● Qué hacer
Escribe la continuación del texto sobre las virtudes anexas a la fortaleza, comenzando después de su última oración.

● Fragmento
● ● ● ●

VI – Virtudes anexas a la fortaleza

 

Existen varias virtudes que son conexas a la fortaleza. Algunas están unidas como partes integrantes (regulando algún aspecto suyo, colaboran a ejercitar la fortaleza de un modo perfecto); otras están unidas como partes potenciales (en cuanto regulan situaciones menos difíciles o secundarias en relación con las primarias, propias de la fortaleza).

 

La fortaleza, en su acto de ataque o de iniciativa audaz, tiene afinidades con las virtudes de la magnanimidad y magnificencia. Estas virtudes manifiestan actitudes llenas de grandeza, y suscitan admiración.

 

La fortaleza, en su soportar, va desarrollando una actitud virtuosa particularmente compleja, en la que es ayudada e integrada por las virtudes de la paciencia, la longanimidad, la perseverancia y la constancia. Son las virtudes del soportar y de la tenacidad, que expresan fuerza de ánimo y virilidad: hacen a los hombres sólidos.

 

A. Para acometer cosas grandes: a) Con prontitud de ánimo y confianza en el fin: Magnanimidad
b) Sin desistir a pesar de los grandes gastos que ocasione: Magnificencia
B. Para resistir las dificultades: a) Causadas por la tristeza de los males presentes: Paciencia – Loganimidad
b) Sin abandonar la resistencia por la prolongación del sufrimiento: Perseverancia – Constancia
  1. La magnanimidad

 

Virtud especial para nuestra época, donde son tantos los que se estrechan en su alma ante tantas dificultades, el espíritu se mezquina, se pierde el coraje que se requiere hoy más  que nunca.[2]

 

S. Tomás dice que la magnanimidad es “la tensión del alma a las cosas grandes” (II-II 129, 1, c), apetecer la grandeza es para S. Tomás una virtud. El magnánimo aspira a la  grandeza en toda su belleza y amplitud. Es el hombre del “magis”. S. Tomás recurre a un texto de Aristóteles: “magnánimo es el que se extrema por la grandeza”, y comenta: “en cuanto tiende a lo máximo” (II-II, 129,3 ad 1).

 

El magnánimo busca el honor, en orden a tres fines: para sí mismo, para el prójimo y para Dios. Para sí mismo, porque el honor que se le tributa lo afirma en su deseo de grandeza, lo ayuda en la conquista de la perfección; para el prójimo, porque sabe que siendo aquello en que sobresale un don que Dios le ha concedido para ser útil a los demás, quiere que su excelencia aproveche al servicio de todos; para Dios, porque entiende que el bien excelente que hay en él no lo engendró de sí mismo sino que es como algo divino en él, según aquello de S. Pablo: “¿Qué tienes que no hayas recibido?, y si lo recibiste, ¿de qué te glorías, como si no lo hubieras recibido?” (1 Cor 4,7). Conexión con la humildad.

● ● ● ●

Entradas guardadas
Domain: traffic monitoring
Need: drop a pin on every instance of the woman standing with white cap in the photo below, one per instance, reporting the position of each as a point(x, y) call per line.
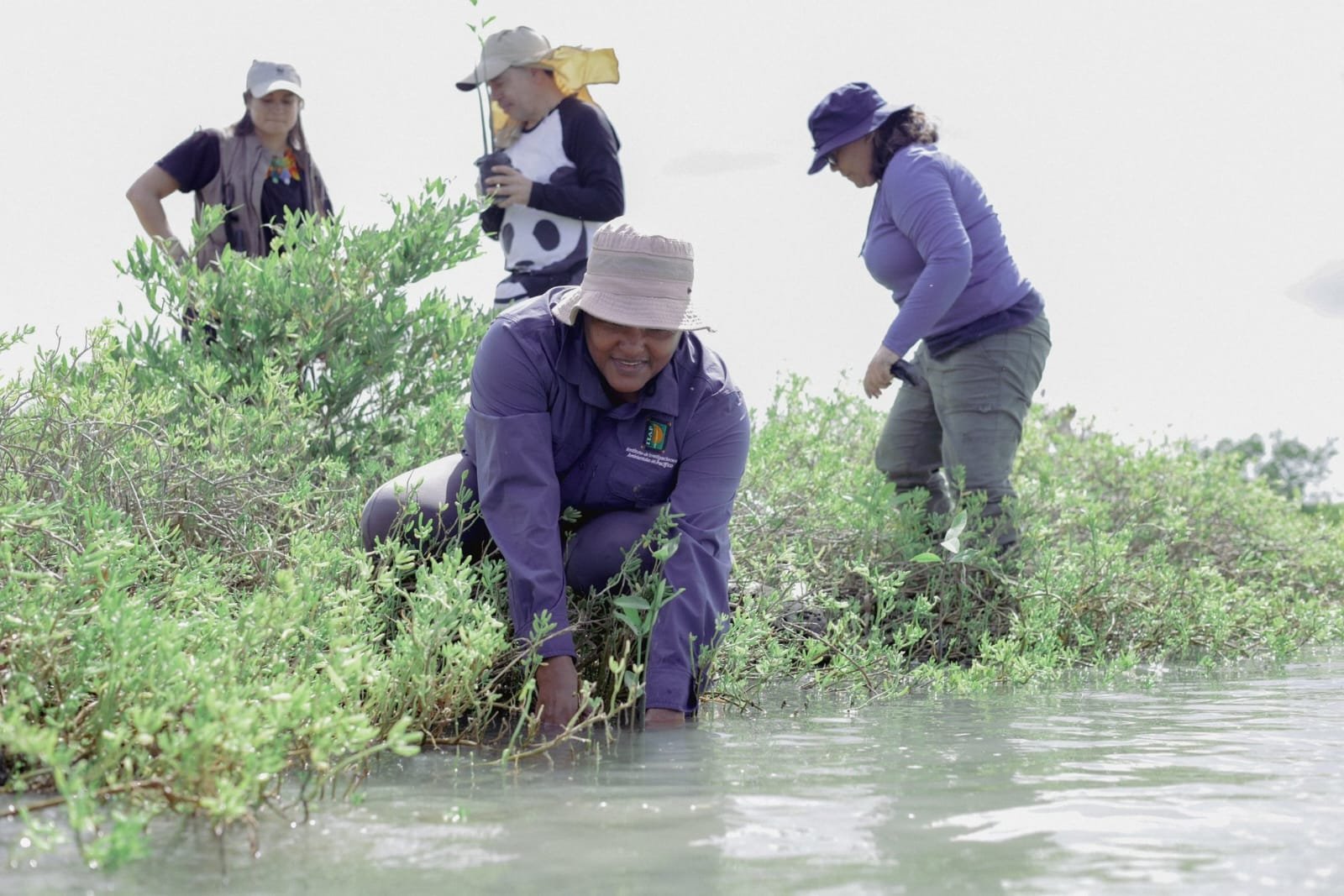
point(597, 396)
point(257, 168)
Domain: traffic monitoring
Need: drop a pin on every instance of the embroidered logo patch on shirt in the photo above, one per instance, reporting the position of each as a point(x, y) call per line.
point(656, 436)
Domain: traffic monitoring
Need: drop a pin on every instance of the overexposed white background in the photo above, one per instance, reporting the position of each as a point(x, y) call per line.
point(1168, 174)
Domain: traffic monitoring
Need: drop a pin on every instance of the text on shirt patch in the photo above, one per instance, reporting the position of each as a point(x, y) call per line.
point(647, 457)
point(656, 436)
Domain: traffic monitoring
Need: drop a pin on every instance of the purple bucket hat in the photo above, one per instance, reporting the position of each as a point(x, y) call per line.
point(843, 116)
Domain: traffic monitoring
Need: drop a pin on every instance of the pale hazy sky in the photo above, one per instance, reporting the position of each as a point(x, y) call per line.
point(1167, 170)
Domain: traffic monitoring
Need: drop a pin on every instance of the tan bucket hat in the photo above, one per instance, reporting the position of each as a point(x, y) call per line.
point(503, 50)
point(635, 280)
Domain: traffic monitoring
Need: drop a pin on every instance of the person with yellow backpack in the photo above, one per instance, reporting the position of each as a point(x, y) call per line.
point(553, 168)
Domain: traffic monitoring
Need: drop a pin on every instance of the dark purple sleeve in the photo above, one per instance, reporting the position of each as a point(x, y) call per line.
point(194, 163)
point(591, 143)
point(508, 436)
point(709, 473)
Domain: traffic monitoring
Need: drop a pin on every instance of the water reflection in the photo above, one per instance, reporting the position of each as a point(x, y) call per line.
point(1187, 782)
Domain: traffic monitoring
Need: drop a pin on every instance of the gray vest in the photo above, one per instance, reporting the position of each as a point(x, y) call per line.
point(242, 172)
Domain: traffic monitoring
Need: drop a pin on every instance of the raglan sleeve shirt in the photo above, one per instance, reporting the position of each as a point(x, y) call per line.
point(591, 143)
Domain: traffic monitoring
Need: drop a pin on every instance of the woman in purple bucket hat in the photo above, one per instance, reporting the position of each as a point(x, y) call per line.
point(934, 241)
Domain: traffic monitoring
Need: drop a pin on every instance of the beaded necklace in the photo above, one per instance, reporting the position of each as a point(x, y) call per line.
point(284, 168)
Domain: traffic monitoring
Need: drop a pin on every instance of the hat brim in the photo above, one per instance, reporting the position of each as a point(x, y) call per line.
point(860, 129)
point(628, 311)
point(272, 86)
point(494, 69)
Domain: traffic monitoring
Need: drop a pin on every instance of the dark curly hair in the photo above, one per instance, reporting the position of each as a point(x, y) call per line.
point(900, 129)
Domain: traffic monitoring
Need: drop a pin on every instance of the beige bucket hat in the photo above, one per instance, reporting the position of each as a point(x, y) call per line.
point(503, 50)
point(635, 280)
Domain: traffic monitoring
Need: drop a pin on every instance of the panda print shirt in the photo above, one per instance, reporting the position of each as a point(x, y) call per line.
point(570, 156)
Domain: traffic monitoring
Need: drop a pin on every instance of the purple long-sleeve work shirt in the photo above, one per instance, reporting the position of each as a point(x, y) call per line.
point(936, 242)
point(544, 436)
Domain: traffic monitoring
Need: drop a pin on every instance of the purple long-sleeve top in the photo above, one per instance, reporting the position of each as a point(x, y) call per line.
point(544, 436)
point(936, 242)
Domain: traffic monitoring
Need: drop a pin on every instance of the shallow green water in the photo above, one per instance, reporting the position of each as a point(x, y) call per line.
point(1194, 783)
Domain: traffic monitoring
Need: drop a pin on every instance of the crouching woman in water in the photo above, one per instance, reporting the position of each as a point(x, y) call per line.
point(596, 396)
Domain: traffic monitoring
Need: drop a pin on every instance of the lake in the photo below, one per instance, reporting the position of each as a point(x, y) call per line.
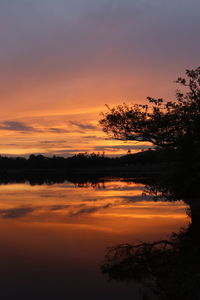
point(53, 238)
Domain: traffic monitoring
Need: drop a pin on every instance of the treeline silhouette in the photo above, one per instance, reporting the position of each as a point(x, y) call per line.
point(82, 160)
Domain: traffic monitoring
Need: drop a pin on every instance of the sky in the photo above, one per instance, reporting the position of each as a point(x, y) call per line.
point(62, 61)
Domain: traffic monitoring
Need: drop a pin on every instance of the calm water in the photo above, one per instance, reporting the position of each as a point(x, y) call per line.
point(53, 237)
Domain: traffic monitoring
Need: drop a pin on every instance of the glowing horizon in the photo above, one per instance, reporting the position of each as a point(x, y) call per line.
point(62, 61)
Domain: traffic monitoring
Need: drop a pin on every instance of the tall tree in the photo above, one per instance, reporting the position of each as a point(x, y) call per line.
point(166, 124)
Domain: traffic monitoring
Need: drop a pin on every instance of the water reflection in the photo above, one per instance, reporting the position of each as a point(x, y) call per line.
point(170, 267)
point(53, 237)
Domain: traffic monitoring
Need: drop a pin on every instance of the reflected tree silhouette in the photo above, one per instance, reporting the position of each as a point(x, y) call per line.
point(169, 268)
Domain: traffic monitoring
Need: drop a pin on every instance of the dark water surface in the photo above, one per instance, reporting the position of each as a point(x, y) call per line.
point(53, 237)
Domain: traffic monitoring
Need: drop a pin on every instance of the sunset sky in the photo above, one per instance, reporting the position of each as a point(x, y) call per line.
point(62, 61)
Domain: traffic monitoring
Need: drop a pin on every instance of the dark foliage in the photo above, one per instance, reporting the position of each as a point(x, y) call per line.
point(171, 125)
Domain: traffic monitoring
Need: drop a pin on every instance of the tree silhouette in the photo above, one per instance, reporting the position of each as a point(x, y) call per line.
point(170, 268)
point(166, 124)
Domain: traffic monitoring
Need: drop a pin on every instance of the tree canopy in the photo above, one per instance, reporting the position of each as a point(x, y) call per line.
point(166, 124)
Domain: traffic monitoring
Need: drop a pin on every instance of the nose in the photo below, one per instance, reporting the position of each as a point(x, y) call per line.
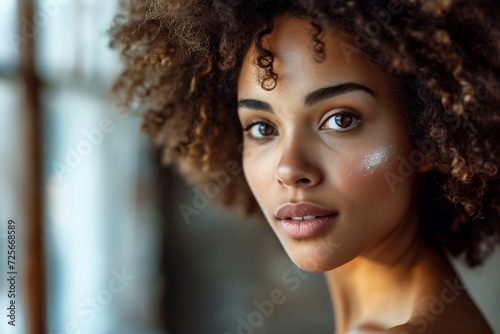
point(298, 167)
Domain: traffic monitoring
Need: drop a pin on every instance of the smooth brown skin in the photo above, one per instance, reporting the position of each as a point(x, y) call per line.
point(382, 277)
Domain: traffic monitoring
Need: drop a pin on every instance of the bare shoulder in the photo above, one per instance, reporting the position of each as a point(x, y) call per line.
point(436, 316)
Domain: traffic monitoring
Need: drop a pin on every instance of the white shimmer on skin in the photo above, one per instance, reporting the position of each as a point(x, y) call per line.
point(377, 159)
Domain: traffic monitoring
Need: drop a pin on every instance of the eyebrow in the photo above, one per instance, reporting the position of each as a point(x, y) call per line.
point(312, 98)
point(328, 92)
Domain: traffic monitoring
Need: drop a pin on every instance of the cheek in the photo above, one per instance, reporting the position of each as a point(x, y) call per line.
point(256, 174)
point(367, 176)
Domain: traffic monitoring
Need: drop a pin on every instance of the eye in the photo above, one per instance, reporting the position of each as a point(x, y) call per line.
point(343, 121)
point(260, 130)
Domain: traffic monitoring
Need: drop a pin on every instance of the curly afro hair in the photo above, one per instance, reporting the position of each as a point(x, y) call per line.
point(182, 60)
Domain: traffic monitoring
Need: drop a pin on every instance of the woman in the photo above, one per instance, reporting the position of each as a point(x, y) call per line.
point(367, 131)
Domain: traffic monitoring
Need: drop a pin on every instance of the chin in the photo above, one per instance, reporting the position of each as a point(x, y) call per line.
point(320, 256)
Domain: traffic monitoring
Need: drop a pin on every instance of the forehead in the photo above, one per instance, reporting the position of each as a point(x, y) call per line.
point(292, 46)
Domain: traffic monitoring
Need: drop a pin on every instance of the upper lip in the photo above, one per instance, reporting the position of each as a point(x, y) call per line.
point(302, 209)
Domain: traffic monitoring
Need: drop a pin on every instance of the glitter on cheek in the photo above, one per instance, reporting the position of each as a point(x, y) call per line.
point(377, 159)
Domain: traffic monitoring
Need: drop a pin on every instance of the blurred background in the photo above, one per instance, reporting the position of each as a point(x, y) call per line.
point(101, 245)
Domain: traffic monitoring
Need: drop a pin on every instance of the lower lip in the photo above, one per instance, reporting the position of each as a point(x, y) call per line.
point(303, 229)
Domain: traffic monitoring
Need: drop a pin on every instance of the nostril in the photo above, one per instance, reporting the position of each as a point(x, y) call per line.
point(304, 181)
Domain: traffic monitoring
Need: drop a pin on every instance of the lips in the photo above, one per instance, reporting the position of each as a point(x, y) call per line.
point(304, 220)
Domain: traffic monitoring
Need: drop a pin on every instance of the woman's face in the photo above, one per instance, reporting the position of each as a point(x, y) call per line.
point(326, 151)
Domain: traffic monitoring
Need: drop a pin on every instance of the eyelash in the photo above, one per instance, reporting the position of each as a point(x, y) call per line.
point(251, 124)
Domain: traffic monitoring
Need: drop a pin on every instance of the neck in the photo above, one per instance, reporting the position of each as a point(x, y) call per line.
point(363, 288)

● ● ● ●

● Respuesta del ejercicio
 

S. Tomás pone a la magnanimidad en relación con la fortaleza. Según la visión tomista la fortaleza dice relación con la fuerza, la abundancia, descartando todo espíritu de apocamiento y avaricia. Al poner la fortaleza en relación con la magnanimidad muestra el lazo secreto que religa la fortaleza con la suntuosidad, la exuberancia, la generosidad del corazón (cf. II-II, 140,2, ad 1). La magnanimidad hace que el fuerte se apreste a enfrentar los grandes peligros (II-II, 129,5, ad 2).

 

Para S. Tomás la magnanimidad implica toda una definición, todo un estilo de vida bajo el  signo de la grandeza. La magnanimidad es, indudablemente, una virtud específica. Con todo, S. Tomás la considera también una “virtud general”, es decir, una virtud capaz de impregnar toda la vida moral. La magnanimidad signa a todas las otras virtudes. Si toda virtud tiene belleza por sí misma, escribe S. Tomás, su belleza específica, “la magnanimidad le agrega otra  belleza por la misma magnitud de la obra virtuosa, ya que la magnanimidad hace mayores a  todas las virtudes” (II-II, 129,4, AD 3).

 

Gracias a la magnanimidad, toda la moral queda orientada hacia la conquista de lo grande, ordenando a su fin los actos de todas las otras virtudes a la cuales da un toque de grandeza: la templanza, la prudencia, la justicia se hacen magnánimas (II-II, 58, 6, c); “el magnánimo busca obrar lo grande en toda virtud”(129,4, ad 1). Su actuación confiere grandeza a las acciones de todas las virtudes, e incluso a las acciones más pequeñas (II-II, 129,1, c).

 

Sus vicios opuestos son:

 

– Ante todo la vanagloria. Gloria significa cierto esplendor, efecto de belleza. El bien de ello llega al conocimiento de los demás y encuentra su aprobación. Desear que se conozca y alabe el bien propio no es pecado, ni lo es el querer que otros aprueben nuestras buenas obras ya que Cristo dijo: “Luzca vuestra luz ante los hombres” (Mt. 5, 16). En cambio cuando la gloria que se  busca es vana, dicho impulso se hace pecaminoso, ya que todo deseo de algo vano está viciado de raíz.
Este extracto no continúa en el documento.